===== Exercise data

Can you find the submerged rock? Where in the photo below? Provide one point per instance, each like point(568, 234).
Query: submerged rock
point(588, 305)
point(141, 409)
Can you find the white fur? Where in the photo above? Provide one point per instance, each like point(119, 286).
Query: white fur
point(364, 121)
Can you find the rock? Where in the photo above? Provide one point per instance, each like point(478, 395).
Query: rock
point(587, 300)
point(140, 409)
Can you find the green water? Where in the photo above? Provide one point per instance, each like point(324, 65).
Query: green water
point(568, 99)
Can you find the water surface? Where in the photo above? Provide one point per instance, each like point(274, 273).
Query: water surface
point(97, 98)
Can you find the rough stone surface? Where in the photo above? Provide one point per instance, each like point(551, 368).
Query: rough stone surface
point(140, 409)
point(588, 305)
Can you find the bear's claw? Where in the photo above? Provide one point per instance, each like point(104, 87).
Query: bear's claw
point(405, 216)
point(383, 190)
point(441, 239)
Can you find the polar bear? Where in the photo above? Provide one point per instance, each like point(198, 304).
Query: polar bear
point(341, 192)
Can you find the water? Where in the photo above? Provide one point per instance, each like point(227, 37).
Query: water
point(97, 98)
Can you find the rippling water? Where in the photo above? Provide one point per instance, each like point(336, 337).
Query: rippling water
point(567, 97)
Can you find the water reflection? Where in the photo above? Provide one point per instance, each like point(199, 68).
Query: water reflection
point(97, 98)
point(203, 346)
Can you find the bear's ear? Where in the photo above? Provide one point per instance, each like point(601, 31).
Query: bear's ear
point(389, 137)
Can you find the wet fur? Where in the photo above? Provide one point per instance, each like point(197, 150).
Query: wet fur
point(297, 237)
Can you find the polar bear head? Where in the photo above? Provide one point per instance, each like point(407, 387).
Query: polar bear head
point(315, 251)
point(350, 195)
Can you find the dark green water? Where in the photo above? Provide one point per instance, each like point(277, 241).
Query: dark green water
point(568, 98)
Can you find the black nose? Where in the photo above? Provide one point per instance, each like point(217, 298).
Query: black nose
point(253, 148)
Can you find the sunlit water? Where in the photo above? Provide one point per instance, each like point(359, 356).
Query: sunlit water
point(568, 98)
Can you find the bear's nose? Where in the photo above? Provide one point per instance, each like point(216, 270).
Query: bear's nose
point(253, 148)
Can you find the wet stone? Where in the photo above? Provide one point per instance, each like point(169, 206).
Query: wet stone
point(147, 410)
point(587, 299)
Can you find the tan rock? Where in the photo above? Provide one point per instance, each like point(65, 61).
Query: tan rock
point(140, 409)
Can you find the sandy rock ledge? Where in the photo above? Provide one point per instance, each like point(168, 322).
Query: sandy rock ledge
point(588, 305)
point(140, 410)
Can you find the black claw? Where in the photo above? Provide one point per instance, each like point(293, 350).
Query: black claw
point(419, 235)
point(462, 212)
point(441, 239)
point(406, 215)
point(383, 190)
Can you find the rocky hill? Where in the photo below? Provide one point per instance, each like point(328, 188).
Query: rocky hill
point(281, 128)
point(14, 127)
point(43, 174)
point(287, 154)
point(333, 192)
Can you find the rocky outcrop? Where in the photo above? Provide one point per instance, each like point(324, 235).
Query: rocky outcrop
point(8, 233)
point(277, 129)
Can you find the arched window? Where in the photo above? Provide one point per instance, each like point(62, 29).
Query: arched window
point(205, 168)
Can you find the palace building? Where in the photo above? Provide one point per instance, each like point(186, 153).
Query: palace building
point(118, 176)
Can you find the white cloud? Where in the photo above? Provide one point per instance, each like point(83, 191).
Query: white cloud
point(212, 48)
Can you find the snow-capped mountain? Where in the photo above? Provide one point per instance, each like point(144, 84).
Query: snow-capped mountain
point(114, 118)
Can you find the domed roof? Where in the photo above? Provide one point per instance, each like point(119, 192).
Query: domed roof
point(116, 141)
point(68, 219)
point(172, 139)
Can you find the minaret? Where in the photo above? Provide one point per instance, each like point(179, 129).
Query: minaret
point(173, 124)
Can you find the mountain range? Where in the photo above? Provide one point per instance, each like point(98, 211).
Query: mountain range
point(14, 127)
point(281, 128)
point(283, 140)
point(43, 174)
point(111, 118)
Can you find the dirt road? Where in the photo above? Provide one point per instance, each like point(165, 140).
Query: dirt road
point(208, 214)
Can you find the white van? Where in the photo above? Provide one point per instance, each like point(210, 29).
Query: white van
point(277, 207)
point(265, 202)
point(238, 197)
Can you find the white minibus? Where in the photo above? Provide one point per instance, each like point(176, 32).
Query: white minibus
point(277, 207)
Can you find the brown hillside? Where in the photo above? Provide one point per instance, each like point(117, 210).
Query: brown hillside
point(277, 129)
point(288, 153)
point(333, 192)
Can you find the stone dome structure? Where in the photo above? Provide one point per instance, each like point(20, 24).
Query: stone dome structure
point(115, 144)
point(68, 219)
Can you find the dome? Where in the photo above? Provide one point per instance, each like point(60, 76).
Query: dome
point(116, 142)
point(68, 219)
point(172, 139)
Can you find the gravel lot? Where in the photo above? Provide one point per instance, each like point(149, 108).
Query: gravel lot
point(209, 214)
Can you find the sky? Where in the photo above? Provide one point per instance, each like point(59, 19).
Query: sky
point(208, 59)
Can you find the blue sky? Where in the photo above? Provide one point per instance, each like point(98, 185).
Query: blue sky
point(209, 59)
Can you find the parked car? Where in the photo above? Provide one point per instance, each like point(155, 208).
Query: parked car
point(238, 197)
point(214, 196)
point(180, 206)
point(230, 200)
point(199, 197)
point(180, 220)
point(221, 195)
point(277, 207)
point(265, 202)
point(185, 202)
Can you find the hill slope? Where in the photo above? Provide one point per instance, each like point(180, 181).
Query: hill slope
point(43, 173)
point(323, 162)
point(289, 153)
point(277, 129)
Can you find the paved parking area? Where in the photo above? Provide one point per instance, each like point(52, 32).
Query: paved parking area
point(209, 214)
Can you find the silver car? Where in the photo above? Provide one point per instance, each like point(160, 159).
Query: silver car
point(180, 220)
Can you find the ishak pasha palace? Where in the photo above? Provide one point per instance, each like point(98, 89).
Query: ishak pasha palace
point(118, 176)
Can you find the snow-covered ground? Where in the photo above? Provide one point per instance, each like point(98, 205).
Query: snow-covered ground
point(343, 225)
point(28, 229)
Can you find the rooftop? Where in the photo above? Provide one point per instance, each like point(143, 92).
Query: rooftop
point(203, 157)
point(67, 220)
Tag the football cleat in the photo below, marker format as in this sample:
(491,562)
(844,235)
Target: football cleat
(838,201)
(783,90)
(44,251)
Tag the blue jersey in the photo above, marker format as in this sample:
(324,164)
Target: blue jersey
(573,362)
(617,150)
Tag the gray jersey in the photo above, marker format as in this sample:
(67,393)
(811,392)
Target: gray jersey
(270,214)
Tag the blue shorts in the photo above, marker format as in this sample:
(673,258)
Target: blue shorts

==========

* **Problem description**
Reproduce every entry above word for word, from the first line to the last.

* **Task result**
Can you find the submerged rock? Where in the photo below? Provide one point per instance, each like point(568, 234).
Query: submerged rock
point(588, 305)
point(141, 409)
Can you find the white fur? Where in the photo above? Provide one point per instance, each like point(119, 286).
Query: white fur
point(364, 121)
Can you find the rock? Where in the photo above? Provide one point per instance, each like point(478, 395).
Query: rock
point(587, 300)
point(140, 409)
Can you find the green water? Where in the photo above? Provide one point per instance, each like point(324, 65).
Query: green water
point(568, 99)
Can you find the water surface? Where in the photo above? Provide one point per instance, each like point(274, 273).
Query: water surface
point(97, 98)
Can you find the rough stone surface? Where in the photo above? Provide one point per instance, each like point(551, 368).
Query: rough stone surface
point(140, 409)
point(588, 305)
Can you find the bear's claw? Where in the photo above? Provide one point per instance, each like point(104, 87).
Query: bear's claw
point(405, 216)
point(383, 190)
point(441, 239)
Can you find the polar bear? Where in the photo above? Provide one point per instance, each like point(198, 304).
Query: polar bear
point(341, 192)
Can you find the water? Where in the photo above? Provide one point per instance, each like point(227, 37).
Query: water
point(97, 98)
Can you find the rippling water? Where in the photo above? Provide one point per instance, each like point(336, 337).
Query: rippling water
point(567, 97)
Can you find the water reflection? Where in the photo above? Provide one point per instance, each like point(199, 68).
Query: water reflection
point(97, 98)
point(203, 346)
Can you find the bear's ear? Where in the photo above? Provide one point per instance, each like point(601, 31).
Query: bear's ear
point(389, 137)
Can you find the wet fur? Where in the photo above? Provide one point per instance, each like point(197, 150).
Query: wet fur
point(297, 237)
Can you find the polar bear head? Where in the photo above? Provide one point per instance, each like point(407, 387).
Query: polar bear head
point(315, 251)
point(350, 195)
Can you find the dark green water? Where in the photo above? Provide one point per instance, each like point(277, 241).
Query: dark green water
point(568, 98)
Can you find the black nose? Where in the photo above? Provide one point per instance, each like point(217, 298).
Query: black nose
point(253, 148)
Can you find the sunlit water? Where in the photo above? Provide one point per instance, each like point(359, 356).
Query: sunlit water
point(568, 98)
Can you find the bear's nose? Where in the photo above? Provide one point per instance, each like point(216, 270).
Query: bear's nose
point(253, 148)
Can you find the wet stone? Where in the photo above? Provide one point per instance, each like point(169, 206).
Query: wet stone
point(147, 410)
point(587, 299)
Can you find the tan rock? Where in the photo above? Provide one point per instance, each like point(65, 61).
Query: tan rock
point(140, 409)
Can you find the sandy rock ledge? Where in the photo above? Provide one point per instance, each like point(168, 322).
Query: sandy rock ledge
point(588, 305)
point(140, 410)
Can you find the black claw? Where in the photo above? Provide one point per instance, each like point(293, 350).
Query: black claw
point(419, 235)
point(462, 212)
point(441, 239)
point(406, 215)
point(383, 190)
Can you find the rocky hill? Where in the photo below? Provide one point per instance, each like point(328, 188).
Query: rocky hill
point(281, 128)
point(14, 127)
point(43, 174)
point(287, 154)
point(333, 192)
Can you find the rocky outcrop? Where in the photo above? Provide one point per instance, each like point(324, 235).
Query: rocky outcrop
point(8, 233)
point(277, 129)
Can you find the arched window? Where in the photo above? Provide one point per instance, each like point(62, 29).
Query: arched window
point(205, 168)
Can you find the palace building? Where in the photo above? Provide one point per instance, each like point(186, 153).
Query: palace building
point(118, 176)
Can you find the white cloud? Where in the photo above? Provide one point per instance, each like point(83, 191).
Query: white cloud
point(212, 48)
Can you find the snow-capped mountain? Where in the photo above? Provide one point per instance, each like point(144, 84).
Query: snow-capped mountain
point(114, 118)
Can you find the domed roof? Where in the photo above? Provide one point per instance, each like point(119, 192).
Query: domed roof
point(116, 141)
point(68, 219)
point(172, 139)
Can you find the minaret? Where in the photo above? Provide one point per instance, each like point(179, 129).
Query: minaret
point(173, 124)
Can you find the mountain range? Where in the photo above? Provide one point per instance, each like point(98, 211).
Query: mountain range
point(14, 127)
point(281, 128)
point(283, 140)
point(43, 174)
point(111, 118)
Can you find the dirt road? Where in the photo above? Provide one point per instance, each like point(165, 140).
Query: dirt road
point(208, 214)
Can you find the white van? Where in the photo above? Provide one point per instance, each like point(210, 29).
Query: white van
point(277, 207)
point(265, 202)
point(238, 197)
Can you find the white minibus? Where in the photo above? Provide one point per instance, each like point(176, 32).
Query: white minibus
point(277, 207)
Can you find the brown hillside? Where in the photo above? Provide one point per instance, each like point(117, 210).
Query: brown hillside
point(277, 129)
point(288, 153)
point(333, 192)
Can you find the stone dome structure? Where in the photo above? Provide one point per instance, each like point(20, 24).
Query: stone dome structure
point(115, 144)
point(68, 219)
Can you find the dome? Where in the photo above? Provide one point per instance, each like point(60, 76).
Query: dome
point(116, 142)
point(68, 219)
point(172, 139)
Can you find the gravel lot? Where in the photo above? Provide one point per instance, each like point(149, 108).
Query: gravel lot
point(209, 214)
Can you find the sky? Where in the photo above? Provide one point per instance, each like point(59, 19).
Query: sky
point(208, 59)
Can you find the blue sky? Where in the photo above? Provide one point per instance, each like point(98, 185).
Query: blue sky
point(209, 59)
Can you find the parked car? Where in the photo above? Provide one point per instance, each like point(155, 208).
Query: parked car
point(238, 197)
point(214, 196)
point(180, 206)
point(230, 200)
point(199, 197)
point(180, 220)
point(221, 195)
point(277, 207)
point(265, 202)
point(185, 202)
Can you find the hill slope? Where in the photo above? Provide one point per instance, each like point(180, 181).
Query: hill slope
point(43, 173)
point(323, 162)
point(289, 153)
point(277, 129)
Can you find the paved parking area? Where in the photo above? Provide one point per instance, each like point(52, 32).
Query: paved parking area
point(209, 214)
Can you find the silver car? Where in the photo above? Provide one point per instance, each like point(160, 159).
Query: silver car
point(180, 220)
Can you find the ishak pasha palace? Where in the photo above? Provide one point per instance, each like point(98, 89).
Query: ishak pasha palace
point(118, 176)
Can you find the snow-covered ground? Where in the photo above? Provide one point per instance, each like point(98, 205).
Query: snow-covered ground
point(343, 225)
point(28, 229)
Can you find the rooftop? Where in the photo above? Provide one point per instance, each like point(143, 92).
Query: rooftop
point(203, 157)
point(67, 220)
Tag the football cleat in the photo below, marker format as in this sample:
(491,562)
(844,235)
Target: football cleat
(838,201)
(783,90)
(44,251)
Tag the blue jersey in the photo above, marker format as in this sample:
(324,164)
Target: blue jersey
(573,362)
(617,150)
Tag the gray jersey in the photo above, marker format as in this sample:
(67,393)
(811,392)
Target: gray jersey
(270,214)
Tag the blue shorts in the photo above, marker format as in this sample:
(673,258)
Target: blue shorts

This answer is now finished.